◆ PROBLEM: When you answer, copy every line of the listing below exactly.

◆ SUPPLIED INFORMATION:
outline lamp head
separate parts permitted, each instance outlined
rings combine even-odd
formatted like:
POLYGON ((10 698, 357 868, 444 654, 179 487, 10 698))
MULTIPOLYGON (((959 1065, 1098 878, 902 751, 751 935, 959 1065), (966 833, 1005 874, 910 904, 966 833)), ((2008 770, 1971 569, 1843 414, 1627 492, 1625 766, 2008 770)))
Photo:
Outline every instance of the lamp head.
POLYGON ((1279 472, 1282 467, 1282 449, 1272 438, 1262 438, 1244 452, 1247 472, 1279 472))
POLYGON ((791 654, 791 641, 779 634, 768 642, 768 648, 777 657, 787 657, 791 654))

◆ ANSWER FOR THE TASK:
outline lamp head
separate parts permitted, each instance outlined
rings combine even-odd
formatted like:
POLYGON ((10 698, 357 868, 444 654, 179 487, 10 698))
MULTIPOLYGON (((959 1065, 1098 878, 902 751, 751 935, 959 1065), (966 833, 1005 874, 910 904, 966 833)), ((2008 770, 1971 569, 1843 414, 1627 492, 1625 766, 2008 770)))
Photo:
Outline every instance of the lamp head.
POLYGON ((1279 472, 1282 467, 1282 449, 1272 438, 1262 438, 1244 452, 1247 472, 1279 472))
POLYGON ((791 654, 791 641, 779 634, 768 642, 768 648, 777 657, 787 657, 791 654))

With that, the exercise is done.